They’re talking about “spiking” levels of the new XBB variants in the wastewater analysis, and lamenting that hospitalization rates are as high as they were in December, but then take great care to assure us that absolute rates are staying down and that really there’s nothing to worry about. No need to mention that dread-word “wave” at any rate.
They say this at the same time that limited data coming out
on the new variants suggest they are immensely contagious – even more so than
the original extremely contagious Omicron strain they branched from, which is
saying a lot – and that experts are throwing up their hands in the resignation
that most of the country is just going to catch this thing.
Given that a lot of the visible real time data has
completely evaporated due to the public abandonment of testing and tracking –
which, we should remember, was already inadequate enough in terms of its actual
practice and disposal and distribution of resources – it has become much more
difficult to gain a clear idea of what exactly is going on.
However there are a couple of salient bits of information
that we already have, that like a bat using echolocation, we could put together
ad-hoc to form some sort of alternative picture. As mentioned, we know how
contagious the new variants are, and we know how quickly they are achieving
dominance, which could be coupled with the understanding of how rapid people
move around in the modern world, and how any initial resistance to that
movement has been aggressively removed, so that we can continue to feed the
economy of course.
We have the wastewater data too. And we know that the state
of public health policy has, if anything, deteriorated from its already sorry
state, and that the populace on the whole have thrown caution to the wind and
given up completely on masking, though it is not like a lot of people had a
choice in the matter, given overwhelming public pressure to do so. Remember,
economies need to eat too.
We also know that repeated infections happen, and can
increase the odds of Long Covid and the cropping up of other problems, and that
these particular strains are even better at evading previous immunities from
infections and vaccinations. Slap on
that data from the not-so-distant past, in which the previous Omicron wave was
the deadliest, not because the strain itself was particularly virulent, but
because of how easily it was spread, reaching the greatest number of people.
Despite the obvious problems with this thinking – this sort
of thing classically leading to conspiracy theory for instance – it is
certainly better than nothing. Not to trash the bats too; they seem to do just
fine. And anyway, this thinking could be undertaken with skill, just as the
gathering of empirical data can be botched and abused.
Not a pretty picture all in all, but a workable one at
least.
The point of all of this? You don’t have to be as fixated on
Covid as I am, or to believe it is as destructive as it is as I do, to still be
a little unnerved at the growing disconnection of our society’s relation to
observable reality, a growing disconnection that comes with the growing
willingness to ignore or spin away problems both small and large. And even the
smaller problems tend to get larger over time if they aren’t dealt with.

[EXTRACTED RECORDS]
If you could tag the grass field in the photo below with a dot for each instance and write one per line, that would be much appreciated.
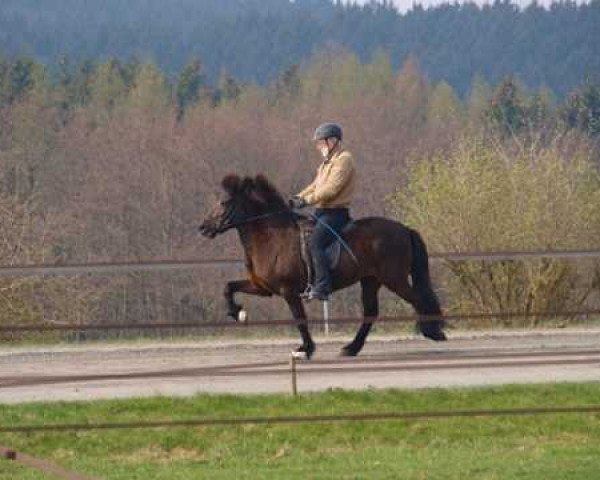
(544, 447)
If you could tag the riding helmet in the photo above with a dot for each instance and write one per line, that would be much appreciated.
(327, 130)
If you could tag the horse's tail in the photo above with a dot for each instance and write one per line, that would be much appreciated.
(428, 303)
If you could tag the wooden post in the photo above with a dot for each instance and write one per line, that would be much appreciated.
(326, 317)
(293, 357)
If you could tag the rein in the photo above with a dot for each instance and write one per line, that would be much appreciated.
(258, 217)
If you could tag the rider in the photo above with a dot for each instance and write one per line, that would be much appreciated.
(331, 193)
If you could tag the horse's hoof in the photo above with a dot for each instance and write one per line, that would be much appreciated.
(307, 350)
(433, 331)
(349, 351)
(437, 336)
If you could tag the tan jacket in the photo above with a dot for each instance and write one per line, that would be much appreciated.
(334, 184)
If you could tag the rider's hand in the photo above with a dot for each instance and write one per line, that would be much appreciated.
(297, 202)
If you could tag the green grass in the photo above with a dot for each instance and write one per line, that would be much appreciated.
(544, 447)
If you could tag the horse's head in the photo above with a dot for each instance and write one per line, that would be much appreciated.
(243, 200)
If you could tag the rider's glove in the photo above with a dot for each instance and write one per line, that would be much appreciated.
(297, 202)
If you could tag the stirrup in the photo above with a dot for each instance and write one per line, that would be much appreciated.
(310, 294)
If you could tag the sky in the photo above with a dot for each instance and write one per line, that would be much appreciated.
(404, 5)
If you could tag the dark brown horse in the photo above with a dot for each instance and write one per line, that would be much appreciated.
(387, 253)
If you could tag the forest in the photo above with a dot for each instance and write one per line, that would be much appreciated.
(112, 161)
(254, 40)
(116, 129)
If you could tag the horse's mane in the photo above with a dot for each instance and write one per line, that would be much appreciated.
(257, 188)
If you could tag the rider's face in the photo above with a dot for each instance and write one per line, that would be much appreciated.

[YOUR TASKS]
1. Answer each of the following from the essay on Covid variants, one answer per line, marked as the questions are:
(a) Levels of which variants are described as "spiking" in the wastewater analysis?
(b) Why was the previous Omicron wave the deadliest?
(c) To what animal is piecing together available information compared?
2. From the essay on Covid variants, extract everything from "We have the" down to "to eat too.".
3. Condense the paragraph of the essay on Covid variants that begins "We also know that repeated infections" into a short list that keeps its main facts.
The lines have no role in this work.

[EXPECTED RESPONSES]
1.
(a) The new XBB variants.
(b) It was not because the strain was particularly virulent but because it spread so easily that it reached the greatest number of people.
(c) A bat using echolocation.

2.
We have the wastewater data too. And we know that the state
of public health policy has, if anything, deteriorated from its already sorry
state, and that the populace on the whole have thrown caution to the wind and
given up completely on masking, though it is not like a lot of people had a
choice in the matter, given overwhelming public pressure to do so. Remember,
economies need to eat too.

3.
- Repeated infections happen and can raise the odds of Long Covid and other problems.
- These strains are even better at evading immunity from earlier infections and vaccinations.
- The previous Omicron wave was the deadliest because it spread so easily and reached the greatest number of people, not because the strain was particularly virulent.